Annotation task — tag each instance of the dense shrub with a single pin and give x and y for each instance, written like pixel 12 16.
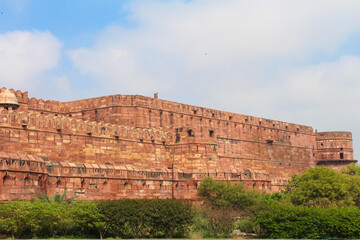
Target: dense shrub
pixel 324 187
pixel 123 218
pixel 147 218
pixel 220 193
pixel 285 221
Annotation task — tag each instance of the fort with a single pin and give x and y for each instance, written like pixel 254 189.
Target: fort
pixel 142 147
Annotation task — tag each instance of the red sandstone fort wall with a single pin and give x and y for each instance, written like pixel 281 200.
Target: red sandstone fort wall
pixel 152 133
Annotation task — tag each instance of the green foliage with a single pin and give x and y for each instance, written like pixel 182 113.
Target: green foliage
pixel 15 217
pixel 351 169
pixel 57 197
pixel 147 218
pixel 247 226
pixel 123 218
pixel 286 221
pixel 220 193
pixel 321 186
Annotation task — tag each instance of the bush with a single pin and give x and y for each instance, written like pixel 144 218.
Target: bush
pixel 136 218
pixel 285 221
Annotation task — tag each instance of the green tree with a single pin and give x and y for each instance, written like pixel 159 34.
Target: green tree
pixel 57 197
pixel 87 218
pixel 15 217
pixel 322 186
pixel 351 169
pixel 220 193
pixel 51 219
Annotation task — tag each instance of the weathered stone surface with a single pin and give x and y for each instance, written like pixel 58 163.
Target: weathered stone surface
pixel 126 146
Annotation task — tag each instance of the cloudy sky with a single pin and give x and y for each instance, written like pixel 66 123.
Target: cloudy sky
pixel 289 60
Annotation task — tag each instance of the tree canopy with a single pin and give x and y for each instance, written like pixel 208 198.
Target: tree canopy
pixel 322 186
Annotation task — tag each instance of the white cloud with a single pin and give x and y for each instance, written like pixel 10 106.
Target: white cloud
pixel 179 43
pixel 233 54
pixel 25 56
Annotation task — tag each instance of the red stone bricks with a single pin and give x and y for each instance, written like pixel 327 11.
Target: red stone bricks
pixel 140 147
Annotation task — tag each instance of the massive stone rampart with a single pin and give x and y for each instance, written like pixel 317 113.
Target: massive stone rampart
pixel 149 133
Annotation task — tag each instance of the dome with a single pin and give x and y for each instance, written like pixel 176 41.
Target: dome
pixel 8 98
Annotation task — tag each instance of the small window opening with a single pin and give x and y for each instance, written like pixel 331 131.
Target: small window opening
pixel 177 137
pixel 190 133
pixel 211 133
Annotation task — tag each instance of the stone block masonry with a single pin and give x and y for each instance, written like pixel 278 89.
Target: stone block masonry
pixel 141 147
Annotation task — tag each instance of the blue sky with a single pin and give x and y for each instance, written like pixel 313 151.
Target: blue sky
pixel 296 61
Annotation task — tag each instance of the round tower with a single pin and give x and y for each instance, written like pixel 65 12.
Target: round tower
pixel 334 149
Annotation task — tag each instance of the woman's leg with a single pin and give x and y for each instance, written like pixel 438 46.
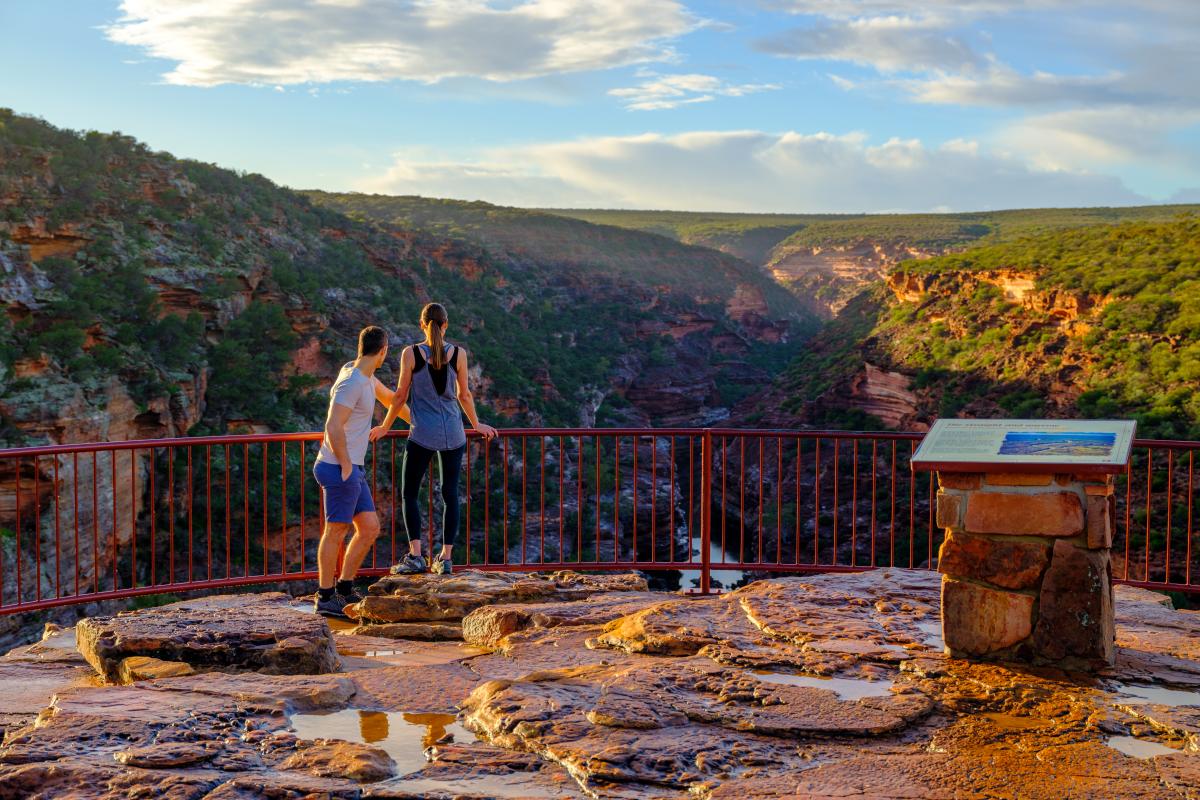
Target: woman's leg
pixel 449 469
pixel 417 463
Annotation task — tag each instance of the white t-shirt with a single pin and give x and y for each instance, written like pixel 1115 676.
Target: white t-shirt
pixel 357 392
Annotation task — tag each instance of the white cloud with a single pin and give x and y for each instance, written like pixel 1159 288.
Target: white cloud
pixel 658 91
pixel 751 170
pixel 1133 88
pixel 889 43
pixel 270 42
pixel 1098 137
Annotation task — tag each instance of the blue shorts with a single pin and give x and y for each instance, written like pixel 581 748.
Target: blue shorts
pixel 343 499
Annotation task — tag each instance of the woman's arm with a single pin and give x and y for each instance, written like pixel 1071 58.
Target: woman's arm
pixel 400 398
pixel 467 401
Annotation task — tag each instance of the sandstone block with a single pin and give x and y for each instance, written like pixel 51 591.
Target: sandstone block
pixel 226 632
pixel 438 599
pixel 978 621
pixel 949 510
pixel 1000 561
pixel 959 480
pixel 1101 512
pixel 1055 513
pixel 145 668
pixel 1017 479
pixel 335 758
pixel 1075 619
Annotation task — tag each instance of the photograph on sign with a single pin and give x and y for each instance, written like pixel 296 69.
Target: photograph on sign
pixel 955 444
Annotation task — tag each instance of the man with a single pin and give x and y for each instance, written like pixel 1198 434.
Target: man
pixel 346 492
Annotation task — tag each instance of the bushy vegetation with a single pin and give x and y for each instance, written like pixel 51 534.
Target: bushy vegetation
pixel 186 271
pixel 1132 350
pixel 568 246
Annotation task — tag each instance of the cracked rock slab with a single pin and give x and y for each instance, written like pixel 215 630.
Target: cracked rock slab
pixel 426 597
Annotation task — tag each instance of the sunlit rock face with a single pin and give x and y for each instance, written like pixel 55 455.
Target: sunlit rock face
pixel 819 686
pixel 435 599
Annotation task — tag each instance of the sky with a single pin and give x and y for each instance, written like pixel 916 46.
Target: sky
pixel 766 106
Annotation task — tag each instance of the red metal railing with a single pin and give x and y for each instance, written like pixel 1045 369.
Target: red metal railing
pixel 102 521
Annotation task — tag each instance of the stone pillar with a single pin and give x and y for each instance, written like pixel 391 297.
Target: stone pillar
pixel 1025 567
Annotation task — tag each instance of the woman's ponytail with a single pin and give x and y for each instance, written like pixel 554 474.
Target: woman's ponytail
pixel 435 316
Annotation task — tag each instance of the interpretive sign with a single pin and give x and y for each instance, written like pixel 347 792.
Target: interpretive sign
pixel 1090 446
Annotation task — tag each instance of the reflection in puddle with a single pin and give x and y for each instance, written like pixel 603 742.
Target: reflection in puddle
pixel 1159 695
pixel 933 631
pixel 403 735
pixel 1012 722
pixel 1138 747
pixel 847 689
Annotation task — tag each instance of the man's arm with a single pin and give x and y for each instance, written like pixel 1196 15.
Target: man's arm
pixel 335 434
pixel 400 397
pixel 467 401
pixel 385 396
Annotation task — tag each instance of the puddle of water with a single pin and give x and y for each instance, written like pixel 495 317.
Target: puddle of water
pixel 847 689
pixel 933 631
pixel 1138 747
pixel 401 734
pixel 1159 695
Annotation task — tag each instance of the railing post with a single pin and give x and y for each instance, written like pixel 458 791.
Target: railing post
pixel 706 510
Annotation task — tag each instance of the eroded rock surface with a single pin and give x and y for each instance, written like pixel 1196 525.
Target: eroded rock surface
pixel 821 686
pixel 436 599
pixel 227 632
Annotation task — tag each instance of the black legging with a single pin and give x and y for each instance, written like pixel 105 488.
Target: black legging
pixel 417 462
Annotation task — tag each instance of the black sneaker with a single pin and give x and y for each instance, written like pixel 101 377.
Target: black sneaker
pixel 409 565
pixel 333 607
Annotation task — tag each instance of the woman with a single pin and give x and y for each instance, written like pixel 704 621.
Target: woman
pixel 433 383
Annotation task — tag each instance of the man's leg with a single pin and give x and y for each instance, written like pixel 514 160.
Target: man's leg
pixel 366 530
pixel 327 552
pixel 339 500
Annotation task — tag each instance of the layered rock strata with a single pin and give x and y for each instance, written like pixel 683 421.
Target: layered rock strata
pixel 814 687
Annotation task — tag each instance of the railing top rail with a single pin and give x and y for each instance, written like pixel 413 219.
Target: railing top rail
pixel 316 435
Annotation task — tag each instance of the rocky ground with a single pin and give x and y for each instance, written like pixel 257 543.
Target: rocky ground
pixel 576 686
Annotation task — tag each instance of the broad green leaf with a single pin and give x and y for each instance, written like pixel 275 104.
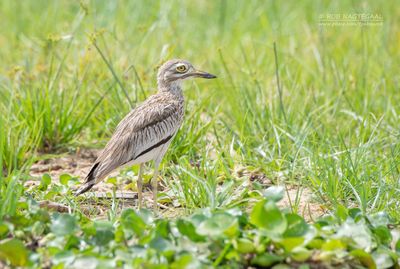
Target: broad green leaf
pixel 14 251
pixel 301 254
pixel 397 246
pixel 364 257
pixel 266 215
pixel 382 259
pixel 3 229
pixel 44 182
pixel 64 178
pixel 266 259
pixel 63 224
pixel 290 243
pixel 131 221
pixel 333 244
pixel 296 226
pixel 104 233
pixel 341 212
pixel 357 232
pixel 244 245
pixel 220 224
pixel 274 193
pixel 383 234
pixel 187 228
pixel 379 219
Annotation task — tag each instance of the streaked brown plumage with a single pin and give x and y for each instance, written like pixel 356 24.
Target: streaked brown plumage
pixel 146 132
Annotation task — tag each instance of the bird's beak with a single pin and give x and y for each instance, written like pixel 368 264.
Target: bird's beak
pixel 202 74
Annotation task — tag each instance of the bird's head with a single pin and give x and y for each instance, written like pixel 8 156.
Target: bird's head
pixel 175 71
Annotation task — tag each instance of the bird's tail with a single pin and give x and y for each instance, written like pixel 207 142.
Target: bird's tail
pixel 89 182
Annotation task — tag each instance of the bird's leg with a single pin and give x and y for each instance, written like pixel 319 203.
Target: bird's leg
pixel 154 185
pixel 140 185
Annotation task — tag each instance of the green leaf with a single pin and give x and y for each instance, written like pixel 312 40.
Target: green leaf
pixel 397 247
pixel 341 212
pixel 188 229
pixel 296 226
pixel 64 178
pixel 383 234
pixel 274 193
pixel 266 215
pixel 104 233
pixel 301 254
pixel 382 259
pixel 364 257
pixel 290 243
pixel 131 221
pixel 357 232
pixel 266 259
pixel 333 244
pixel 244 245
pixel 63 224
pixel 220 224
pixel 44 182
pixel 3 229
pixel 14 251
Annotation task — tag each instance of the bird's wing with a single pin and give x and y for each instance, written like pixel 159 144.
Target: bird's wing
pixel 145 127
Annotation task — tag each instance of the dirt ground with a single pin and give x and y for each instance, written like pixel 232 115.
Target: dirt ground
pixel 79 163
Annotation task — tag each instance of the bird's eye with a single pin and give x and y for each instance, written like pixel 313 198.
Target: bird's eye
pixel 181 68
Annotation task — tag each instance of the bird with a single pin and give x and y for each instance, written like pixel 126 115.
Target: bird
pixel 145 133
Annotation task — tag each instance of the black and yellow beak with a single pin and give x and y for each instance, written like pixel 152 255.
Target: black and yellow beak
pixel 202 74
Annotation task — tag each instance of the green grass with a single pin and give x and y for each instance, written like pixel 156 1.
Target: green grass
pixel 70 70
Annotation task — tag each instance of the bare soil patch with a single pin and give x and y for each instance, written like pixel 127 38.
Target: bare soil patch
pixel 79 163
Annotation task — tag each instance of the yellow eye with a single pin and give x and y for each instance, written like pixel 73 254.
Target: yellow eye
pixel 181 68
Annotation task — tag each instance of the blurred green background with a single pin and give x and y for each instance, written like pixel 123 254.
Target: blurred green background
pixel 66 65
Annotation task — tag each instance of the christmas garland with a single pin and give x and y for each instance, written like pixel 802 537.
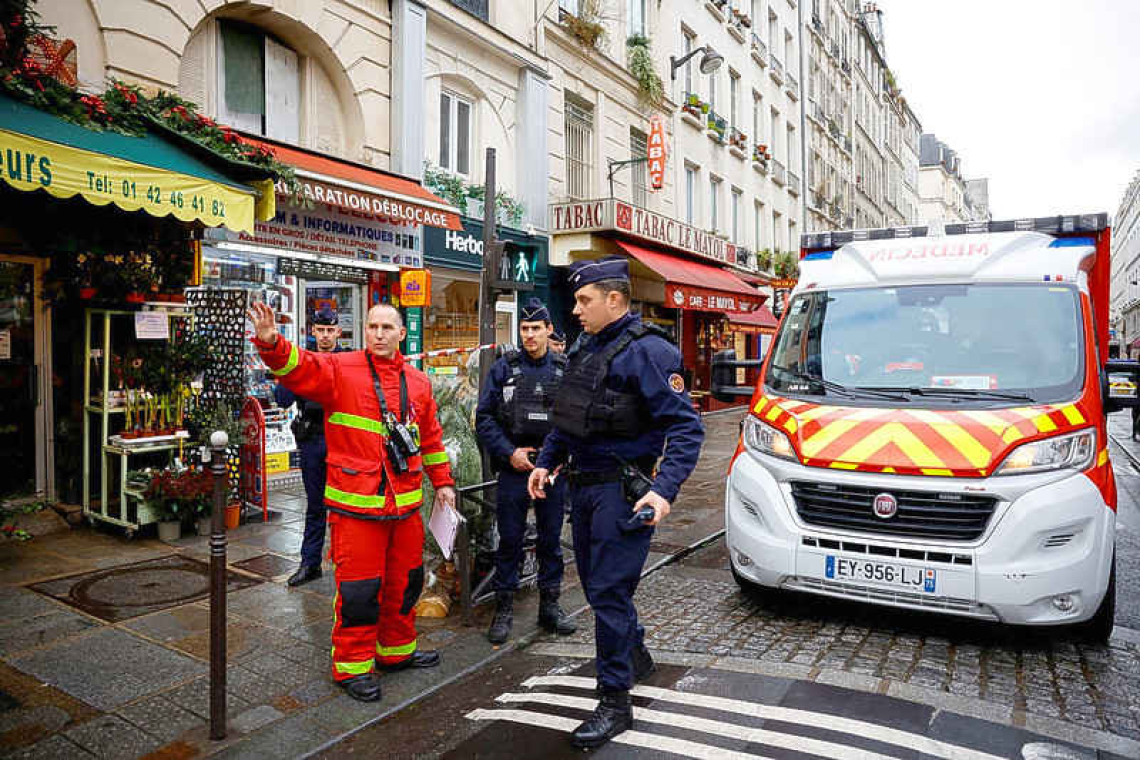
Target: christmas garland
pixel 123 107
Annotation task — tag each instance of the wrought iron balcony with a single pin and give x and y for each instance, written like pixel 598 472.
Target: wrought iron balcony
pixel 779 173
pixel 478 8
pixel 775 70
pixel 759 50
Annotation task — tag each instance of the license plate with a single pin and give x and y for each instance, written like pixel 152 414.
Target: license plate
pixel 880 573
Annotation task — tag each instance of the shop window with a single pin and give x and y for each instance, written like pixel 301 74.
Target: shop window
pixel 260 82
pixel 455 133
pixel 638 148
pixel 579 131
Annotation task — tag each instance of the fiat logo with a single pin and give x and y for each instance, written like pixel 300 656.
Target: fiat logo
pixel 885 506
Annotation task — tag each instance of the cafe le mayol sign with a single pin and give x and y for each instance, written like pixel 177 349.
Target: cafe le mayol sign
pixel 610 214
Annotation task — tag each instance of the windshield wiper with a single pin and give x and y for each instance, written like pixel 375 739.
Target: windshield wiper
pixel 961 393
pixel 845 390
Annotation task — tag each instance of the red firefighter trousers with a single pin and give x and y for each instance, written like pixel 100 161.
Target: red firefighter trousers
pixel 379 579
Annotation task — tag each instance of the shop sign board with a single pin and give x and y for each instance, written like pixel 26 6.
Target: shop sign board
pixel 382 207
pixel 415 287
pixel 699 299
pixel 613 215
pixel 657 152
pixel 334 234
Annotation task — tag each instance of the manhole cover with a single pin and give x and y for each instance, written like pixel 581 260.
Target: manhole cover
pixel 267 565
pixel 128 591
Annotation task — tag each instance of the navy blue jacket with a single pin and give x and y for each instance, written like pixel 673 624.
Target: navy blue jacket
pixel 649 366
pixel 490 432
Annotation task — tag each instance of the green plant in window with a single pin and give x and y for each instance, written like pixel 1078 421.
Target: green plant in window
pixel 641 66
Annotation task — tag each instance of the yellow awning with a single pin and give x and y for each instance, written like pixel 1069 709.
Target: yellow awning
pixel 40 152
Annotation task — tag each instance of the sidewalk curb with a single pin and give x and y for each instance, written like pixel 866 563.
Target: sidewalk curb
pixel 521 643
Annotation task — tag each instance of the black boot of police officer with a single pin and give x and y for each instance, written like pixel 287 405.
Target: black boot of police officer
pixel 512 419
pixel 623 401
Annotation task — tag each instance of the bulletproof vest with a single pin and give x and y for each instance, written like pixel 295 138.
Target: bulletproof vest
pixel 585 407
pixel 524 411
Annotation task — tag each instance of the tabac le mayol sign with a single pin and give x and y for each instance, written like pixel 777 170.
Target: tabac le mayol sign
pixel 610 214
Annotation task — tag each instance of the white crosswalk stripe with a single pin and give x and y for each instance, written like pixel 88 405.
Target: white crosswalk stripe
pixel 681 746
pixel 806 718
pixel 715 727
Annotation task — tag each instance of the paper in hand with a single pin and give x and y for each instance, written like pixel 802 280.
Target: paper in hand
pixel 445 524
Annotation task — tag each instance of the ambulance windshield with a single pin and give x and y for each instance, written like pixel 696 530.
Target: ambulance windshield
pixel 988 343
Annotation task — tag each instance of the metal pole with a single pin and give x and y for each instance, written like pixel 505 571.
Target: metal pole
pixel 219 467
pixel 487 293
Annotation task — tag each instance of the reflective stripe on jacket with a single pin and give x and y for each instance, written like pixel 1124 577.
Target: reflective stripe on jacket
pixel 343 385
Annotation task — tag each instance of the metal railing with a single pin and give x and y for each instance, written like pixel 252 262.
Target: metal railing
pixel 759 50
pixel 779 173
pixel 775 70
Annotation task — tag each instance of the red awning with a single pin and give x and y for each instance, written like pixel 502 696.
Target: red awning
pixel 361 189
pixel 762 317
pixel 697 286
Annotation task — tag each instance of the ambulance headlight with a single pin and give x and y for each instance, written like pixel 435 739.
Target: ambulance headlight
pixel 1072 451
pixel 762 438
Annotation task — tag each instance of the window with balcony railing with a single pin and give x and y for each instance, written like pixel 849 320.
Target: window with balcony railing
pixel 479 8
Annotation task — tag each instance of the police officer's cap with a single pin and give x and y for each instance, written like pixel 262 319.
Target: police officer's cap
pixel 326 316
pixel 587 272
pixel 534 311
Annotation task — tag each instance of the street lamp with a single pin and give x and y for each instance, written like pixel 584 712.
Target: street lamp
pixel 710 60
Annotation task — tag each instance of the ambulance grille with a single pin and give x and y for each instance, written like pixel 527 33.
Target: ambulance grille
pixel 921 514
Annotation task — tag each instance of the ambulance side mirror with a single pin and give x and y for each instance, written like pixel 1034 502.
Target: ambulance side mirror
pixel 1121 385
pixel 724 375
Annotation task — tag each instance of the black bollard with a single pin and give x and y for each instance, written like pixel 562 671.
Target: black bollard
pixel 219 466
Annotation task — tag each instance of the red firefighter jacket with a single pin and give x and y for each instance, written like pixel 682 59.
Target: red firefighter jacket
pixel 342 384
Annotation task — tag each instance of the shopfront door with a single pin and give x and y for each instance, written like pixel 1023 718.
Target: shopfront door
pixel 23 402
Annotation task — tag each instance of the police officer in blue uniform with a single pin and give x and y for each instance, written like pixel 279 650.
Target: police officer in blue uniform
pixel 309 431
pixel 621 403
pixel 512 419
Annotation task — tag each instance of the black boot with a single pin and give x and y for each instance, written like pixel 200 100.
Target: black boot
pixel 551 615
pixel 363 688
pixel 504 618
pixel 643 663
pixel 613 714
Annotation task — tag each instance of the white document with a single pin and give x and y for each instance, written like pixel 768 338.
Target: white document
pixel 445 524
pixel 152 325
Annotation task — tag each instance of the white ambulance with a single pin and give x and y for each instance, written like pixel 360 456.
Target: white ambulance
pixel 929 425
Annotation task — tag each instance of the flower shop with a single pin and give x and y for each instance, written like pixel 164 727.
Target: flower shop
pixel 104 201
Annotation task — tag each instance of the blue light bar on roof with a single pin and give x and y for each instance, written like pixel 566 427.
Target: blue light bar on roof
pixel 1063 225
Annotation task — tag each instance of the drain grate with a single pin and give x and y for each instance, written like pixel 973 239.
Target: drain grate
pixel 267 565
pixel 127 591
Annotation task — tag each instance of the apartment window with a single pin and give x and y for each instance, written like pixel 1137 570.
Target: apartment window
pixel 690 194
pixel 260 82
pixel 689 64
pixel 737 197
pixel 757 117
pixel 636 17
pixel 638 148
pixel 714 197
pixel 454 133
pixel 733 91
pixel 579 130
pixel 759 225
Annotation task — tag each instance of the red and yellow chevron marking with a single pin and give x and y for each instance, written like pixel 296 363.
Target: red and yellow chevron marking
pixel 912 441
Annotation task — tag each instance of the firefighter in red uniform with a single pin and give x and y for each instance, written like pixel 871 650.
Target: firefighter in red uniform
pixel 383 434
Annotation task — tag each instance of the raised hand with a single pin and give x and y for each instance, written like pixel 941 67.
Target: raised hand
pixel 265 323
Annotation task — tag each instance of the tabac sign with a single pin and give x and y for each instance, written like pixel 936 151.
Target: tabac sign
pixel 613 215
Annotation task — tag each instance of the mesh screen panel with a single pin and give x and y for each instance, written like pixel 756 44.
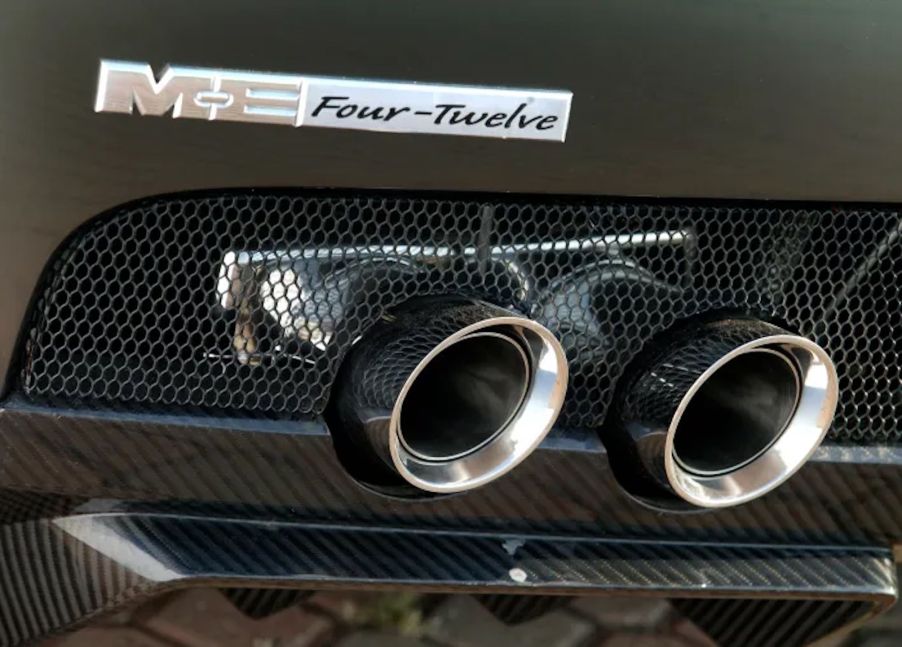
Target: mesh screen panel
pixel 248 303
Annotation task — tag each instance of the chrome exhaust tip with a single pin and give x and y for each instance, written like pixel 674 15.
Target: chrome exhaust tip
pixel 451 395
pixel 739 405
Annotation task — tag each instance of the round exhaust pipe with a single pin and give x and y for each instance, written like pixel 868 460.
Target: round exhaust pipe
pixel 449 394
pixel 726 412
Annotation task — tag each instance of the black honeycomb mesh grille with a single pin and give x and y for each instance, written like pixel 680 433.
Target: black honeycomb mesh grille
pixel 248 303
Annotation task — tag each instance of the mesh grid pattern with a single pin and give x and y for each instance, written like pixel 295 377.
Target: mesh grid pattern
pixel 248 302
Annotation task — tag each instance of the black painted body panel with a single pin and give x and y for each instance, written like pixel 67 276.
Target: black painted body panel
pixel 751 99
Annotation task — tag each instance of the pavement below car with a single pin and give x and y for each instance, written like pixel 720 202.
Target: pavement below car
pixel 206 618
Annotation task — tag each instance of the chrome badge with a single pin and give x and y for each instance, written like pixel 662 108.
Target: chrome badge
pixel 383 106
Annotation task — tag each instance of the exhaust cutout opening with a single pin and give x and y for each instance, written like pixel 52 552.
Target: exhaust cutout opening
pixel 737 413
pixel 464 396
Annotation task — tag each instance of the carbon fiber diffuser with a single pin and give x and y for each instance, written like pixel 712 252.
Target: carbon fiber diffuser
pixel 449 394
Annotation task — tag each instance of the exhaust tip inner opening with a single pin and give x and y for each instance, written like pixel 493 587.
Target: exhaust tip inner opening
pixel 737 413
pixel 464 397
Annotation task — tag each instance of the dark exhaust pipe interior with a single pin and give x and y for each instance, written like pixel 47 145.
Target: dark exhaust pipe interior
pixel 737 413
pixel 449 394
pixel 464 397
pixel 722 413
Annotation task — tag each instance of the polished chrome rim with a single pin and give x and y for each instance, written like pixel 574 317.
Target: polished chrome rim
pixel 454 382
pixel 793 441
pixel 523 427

* * * * * * * * *

TASK PROMPT: Substitute "bush" for "shrub" in everything from the start of the data down to the line containing "pixel 142 147", reproducing that span with no other changes. Leave the picture out of the output.

TASK ANSWER:
Annotation task — tag each instance of the dense bush with a single pin and give x and y for each instance, written like pixel 12 16.
Target: dense bush
pixel 324 187
pixel 123 218
pixel 147 218
pixel 220 193
pixel 285 221
Annotation task — tag each instance of the fort with a single pin and give x and y for each instance, written like pixel 254 189.
Target: fort
pixel 142 147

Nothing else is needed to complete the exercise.